start
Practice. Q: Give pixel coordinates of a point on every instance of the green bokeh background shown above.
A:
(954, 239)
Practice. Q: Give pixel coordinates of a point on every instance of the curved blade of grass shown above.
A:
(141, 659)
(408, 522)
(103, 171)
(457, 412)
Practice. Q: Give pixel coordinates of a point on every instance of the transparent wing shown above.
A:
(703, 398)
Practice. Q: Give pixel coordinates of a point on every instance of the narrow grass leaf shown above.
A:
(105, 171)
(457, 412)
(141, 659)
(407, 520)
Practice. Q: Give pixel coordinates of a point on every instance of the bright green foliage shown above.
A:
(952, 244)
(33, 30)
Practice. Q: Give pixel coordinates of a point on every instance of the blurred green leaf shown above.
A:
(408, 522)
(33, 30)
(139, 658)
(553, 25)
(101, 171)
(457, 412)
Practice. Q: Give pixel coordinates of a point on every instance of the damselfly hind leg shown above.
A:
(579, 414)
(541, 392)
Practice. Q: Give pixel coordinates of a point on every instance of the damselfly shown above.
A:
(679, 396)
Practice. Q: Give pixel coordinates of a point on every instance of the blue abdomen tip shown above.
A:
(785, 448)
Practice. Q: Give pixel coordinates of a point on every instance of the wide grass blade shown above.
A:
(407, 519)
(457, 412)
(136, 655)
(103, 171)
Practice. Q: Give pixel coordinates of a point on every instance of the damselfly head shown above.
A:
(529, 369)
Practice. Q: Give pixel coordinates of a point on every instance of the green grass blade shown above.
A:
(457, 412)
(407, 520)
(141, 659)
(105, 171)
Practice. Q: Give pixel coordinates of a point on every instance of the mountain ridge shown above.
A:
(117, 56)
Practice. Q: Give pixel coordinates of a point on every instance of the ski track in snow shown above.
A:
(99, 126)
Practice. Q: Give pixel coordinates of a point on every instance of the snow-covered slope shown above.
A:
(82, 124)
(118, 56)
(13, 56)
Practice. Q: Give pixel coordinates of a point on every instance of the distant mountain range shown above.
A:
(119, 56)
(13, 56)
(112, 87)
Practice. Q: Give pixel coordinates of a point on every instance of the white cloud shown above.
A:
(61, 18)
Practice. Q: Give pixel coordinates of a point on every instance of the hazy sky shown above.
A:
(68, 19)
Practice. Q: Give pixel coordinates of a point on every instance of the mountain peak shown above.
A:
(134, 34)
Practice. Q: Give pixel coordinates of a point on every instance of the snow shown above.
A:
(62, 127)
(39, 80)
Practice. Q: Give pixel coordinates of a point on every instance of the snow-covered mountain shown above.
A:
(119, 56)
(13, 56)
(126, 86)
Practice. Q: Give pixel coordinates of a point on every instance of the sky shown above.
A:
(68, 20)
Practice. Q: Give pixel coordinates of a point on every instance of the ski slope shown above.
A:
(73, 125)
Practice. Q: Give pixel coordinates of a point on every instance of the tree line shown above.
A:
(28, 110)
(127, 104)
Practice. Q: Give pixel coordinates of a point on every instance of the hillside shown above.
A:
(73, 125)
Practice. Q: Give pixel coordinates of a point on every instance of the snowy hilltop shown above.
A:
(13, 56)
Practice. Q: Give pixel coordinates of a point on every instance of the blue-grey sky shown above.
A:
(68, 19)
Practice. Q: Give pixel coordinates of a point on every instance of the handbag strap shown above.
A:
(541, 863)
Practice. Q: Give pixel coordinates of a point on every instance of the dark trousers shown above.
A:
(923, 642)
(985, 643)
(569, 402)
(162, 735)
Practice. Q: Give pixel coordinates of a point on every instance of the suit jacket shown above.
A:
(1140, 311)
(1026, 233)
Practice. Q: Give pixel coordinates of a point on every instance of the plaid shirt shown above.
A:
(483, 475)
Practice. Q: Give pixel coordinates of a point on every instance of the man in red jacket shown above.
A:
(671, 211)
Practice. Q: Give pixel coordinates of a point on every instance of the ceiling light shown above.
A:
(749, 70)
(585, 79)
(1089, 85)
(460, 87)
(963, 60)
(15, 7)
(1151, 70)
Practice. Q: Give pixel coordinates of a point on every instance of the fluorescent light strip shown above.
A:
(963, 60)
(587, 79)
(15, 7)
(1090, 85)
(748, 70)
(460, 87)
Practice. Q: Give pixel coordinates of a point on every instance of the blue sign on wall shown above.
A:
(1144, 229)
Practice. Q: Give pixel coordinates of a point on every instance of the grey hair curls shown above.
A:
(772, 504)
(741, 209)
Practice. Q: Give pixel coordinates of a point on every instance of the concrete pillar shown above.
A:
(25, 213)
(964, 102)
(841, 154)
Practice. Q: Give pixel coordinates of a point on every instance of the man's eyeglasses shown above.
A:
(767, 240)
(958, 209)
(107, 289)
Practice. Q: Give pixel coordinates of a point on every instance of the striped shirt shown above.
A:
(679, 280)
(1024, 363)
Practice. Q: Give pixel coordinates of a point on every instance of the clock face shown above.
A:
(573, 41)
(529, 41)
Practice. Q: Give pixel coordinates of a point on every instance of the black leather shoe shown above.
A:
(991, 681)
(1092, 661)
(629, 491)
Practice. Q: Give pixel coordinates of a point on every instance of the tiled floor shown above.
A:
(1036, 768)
end
Stated goal >> Reproduce all of the material above line for line, without changing anything.

Response to this task >>
Practice. Q: Give pixel coordinates of a point on every instance of the green bokeh background shown above.
A:
(954, 239)
Practice. Q: Give pixel coordinates of a point on every instance of the curved blade of grass shown above.
A:
(141, 659)
(408, 522)
(103, 171)
(457, 412)
Practice. Q: Give pixel coordinates of a point on every instance of the transparent wing shown above.
A:
(703, 398)
Practice. Q: Give pixel coordinates of a point on every instance of the narrow grass leaf shown above.
A:
(105, 171)
(457, 412)
(141, 659)
(407, 520)
Practice. Q: Give pixel coordinates of a point on every instance of the bright green foliage shown above.
A:
(952, 244)
(33, 30)
Practice. Q: Give pixel coordinates of a point on every instance of the blurred green leaf shown above.
A:
(408, 522)
(33, 30)
(139, 658)
(553, 25)
(101, 171)
(457, 412)
Practice. Q: Give pixel coordinates of a point on every instance of the damselfly hind leg shown above.
A:
(579, 414)
(541, 392)
Practice. Q: Give pixel coordinates of a point on every instance of the damselfly shown above.
A:
(679, 396)
Practice. Q: Give pixel coordinates of a point on every instance of the blue abdomen tip shown above.
A:
(785, 448)
Practice. Q: Give pixel coordinates of a point on every instance of the wide grass blade shown above.
A:
(407, 519)
(457, 412)
(136, 655)
(103, 171)
Practice. Q: Give pixel coordinates of a point on every instance of the damselfly head shown above.
A:
(529, 369)
Practice. Q: Give pixel coordinates of a point on every instance of the green grass blade shown above.
A:
(457, 412)
(407, 520)
(141, 659)
(105, 171)
Practice. Q: Give pixel coordinates of a point on every instance of the mountain ridge shown above.
A:
(117, 56)
Practice. Q: Give pixel coordinates of a point on every instance of the ski track in snow shown above.
A:
(99, 126)
Practice. Q: Give pixel coordinates of a point on every instance of the snow-covered slope shown above.
A:
(82, 124)
(118, 56)
(13, 56)
Practice. Q: Give pixel coordinates of a point on every instance of the distant mountain range shown above.
A:
(119, 56)
(13, 56)
(112, 87)
Practice. Q: Give pixel coordinates of a point on every instance of the white cloud shown above.
A:
(61, 18)
Practice. Q: Give pixel coordinates of a point on every instance of the hazy sky shown above.
A:
(68, 19)
Practice. Q: Give pixel coordinates of a point on every instance of the mountain peak shown above.
A:
(134, 34)
Practice. Q: Give pixel coordinates of a point on every instance of the snow shown above.
A:
(62, 127)
(39, 80)
Practice. Q: Give pixel coordinates of a point on every instance of the snow-covered mountain shown above.
A:
(119, 56)
(13, 56)
(126, 86)
Practice. Q: Give pixel coordinates of a point on every instance of the sky shown above.
A:
(68, 20)
Practice. Q: Give pixel coordinates of a point on every instance of the ski slope shown above.
A:
(73, 125)
Practice. Q: Give pixel coordinates of a point on every instance of the tree line shown above.
A:
(28, 110)
(127, 104)
Practice. Q: Give pixel coordinates of a point on every instance of the hillside shown above.
A:
(73, 125)
Practice. Q: Give pixel coordinates of a point on every instance of the snowy hilltop shown above.
A:
(13, 56)
Practice. Q: Give pixel coordinates of a point on every instance of the blue-grey sky shown above.
A:
(68, 19)
Practice. Q: Give pixel coordinates of a point on every instance of the handbag strap shown above.
A:
(541, 863)
Practice. Q: Give pixel coordinates of a point on every instance of the dark trousers shown above.
A:
(923, 642)
(985, 643)
(569, 402)
(162, 735)
Practice. Q: Give pixel coordinates of a point on every instance of the suit jacket shown above.
A:
(1140, 311)
(1026, 233)
Practice. Q: Give pixel coordinates of a point on every instance of the plaid shirt shown above.
A:
(483, 475)
Practice. Q: Give pixel coordinates of a point on every instance of the man in red jacket shown above.
A:
(671, 211)
Practice. Q: Give pixel coordinates of a point on every instance of the ceiling light shown above.
A:
(749, 70)
(585, 79)
(1089, 85)
(460, 87)
(963, 60)
(15, 7)
(1151, 70)
Practice. Q: Give pixel coordinates of a point on every instance of the fluorescent light strip shown above.
A:
(963, 60)
(587, 79)
(15, 7)
(1090, 85)
(748, 70)
(460, 87)
Practice. Q: Give pixel coordinates of a point on every instance of the blue sign on wall shown above.
A:
(1144, 229)
Practice. Q: Give pixel coordinates of a point on every instance of the grey hair curls shown above.
A:
(772, 504)
(741, 209)
Practice. Q: Give pixel coordinates of a point on every instance of the concrete pillar shown above.
A:
(25, 213)
(964, 102)
(841, 154)
Practice. Q: Give pixel coordinates of a point on every instance of the man's eyeglasses shown above.
A:
(767, 240)
(958, 209)
(107, 289)
Practice. Q: Give pixel coordinates of a point on every instance of the striped shirt shown above.
A:
(679, 280)
(1024, 363)
Practice. Q: Give pixel coordinates of a point on every instance of the clock face shown above.
A:
(573, 41)
(529, 41)
Practice. Q: Give pixel coordinates of a point on every instance of the black leather shoe shown above.
A:
(991, 681)
(1092, 661)
(629, 491)
Practice. Q: Give pixel coordinates of a point on every instance of the tiled floor shown above.
A:
(1036, 768)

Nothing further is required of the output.